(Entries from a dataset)
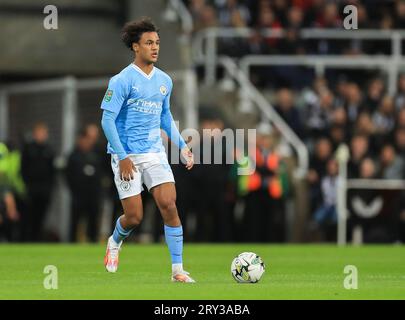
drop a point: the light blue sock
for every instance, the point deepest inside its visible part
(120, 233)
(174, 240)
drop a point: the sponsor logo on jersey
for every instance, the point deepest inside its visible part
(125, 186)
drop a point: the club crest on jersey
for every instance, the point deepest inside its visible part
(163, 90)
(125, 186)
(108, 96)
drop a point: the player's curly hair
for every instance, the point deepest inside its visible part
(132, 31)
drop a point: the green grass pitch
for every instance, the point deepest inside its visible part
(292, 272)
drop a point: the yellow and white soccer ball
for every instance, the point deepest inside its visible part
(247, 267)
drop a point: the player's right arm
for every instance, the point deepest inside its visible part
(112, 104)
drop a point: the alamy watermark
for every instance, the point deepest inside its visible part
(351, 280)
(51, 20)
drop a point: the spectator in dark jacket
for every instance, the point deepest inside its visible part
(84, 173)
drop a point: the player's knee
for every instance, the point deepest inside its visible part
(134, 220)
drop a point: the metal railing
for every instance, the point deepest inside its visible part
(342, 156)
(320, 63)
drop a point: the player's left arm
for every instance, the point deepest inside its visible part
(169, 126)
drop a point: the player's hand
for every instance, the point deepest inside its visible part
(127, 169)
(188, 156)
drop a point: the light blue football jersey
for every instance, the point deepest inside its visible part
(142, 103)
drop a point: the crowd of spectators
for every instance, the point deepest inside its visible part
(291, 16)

...

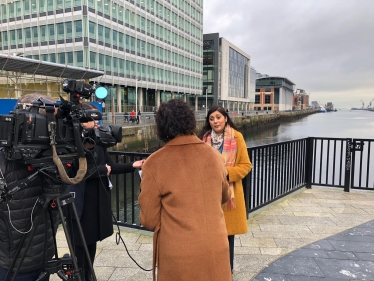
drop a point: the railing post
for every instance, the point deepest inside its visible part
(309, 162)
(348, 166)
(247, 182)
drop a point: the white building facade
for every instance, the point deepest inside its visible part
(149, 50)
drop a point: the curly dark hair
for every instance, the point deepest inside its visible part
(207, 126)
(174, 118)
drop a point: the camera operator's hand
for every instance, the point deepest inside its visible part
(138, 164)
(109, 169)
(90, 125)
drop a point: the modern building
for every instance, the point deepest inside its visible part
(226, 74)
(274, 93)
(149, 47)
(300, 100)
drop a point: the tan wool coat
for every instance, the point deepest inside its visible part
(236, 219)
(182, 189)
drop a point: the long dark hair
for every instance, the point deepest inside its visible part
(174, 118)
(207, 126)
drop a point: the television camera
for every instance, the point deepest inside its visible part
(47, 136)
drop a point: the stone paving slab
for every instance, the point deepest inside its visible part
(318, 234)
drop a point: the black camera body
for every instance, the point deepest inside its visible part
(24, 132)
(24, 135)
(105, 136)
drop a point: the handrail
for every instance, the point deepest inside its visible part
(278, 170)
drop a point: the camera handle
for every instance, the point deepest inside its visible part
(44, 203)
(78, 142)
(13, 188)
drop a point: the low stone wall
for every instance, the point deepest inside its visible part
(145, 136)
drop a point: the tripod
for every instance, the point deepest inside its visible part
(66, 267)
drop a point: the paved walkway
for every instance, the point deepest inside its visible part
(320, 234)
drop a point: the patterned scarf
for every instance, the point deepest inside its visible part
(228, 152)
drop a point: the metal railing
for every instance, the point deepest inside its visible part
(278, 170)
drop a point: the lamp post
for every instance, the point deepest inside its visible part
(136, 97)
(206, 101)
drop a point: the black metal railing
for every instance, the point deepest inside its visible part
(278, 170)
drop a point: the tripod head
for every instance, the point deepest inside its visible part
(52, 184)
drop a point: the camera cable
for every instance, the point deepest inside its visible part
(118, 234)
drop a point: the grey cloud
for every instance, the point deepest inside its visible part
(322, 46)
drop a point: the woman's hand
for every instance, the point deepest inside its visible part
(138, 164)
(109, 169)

THE EXERCISE:
Select each line above that contains the word "white", and copy those lines.

SOLUTION:
drop a point: the yellow and white soccer ball
drop a point: the white building facade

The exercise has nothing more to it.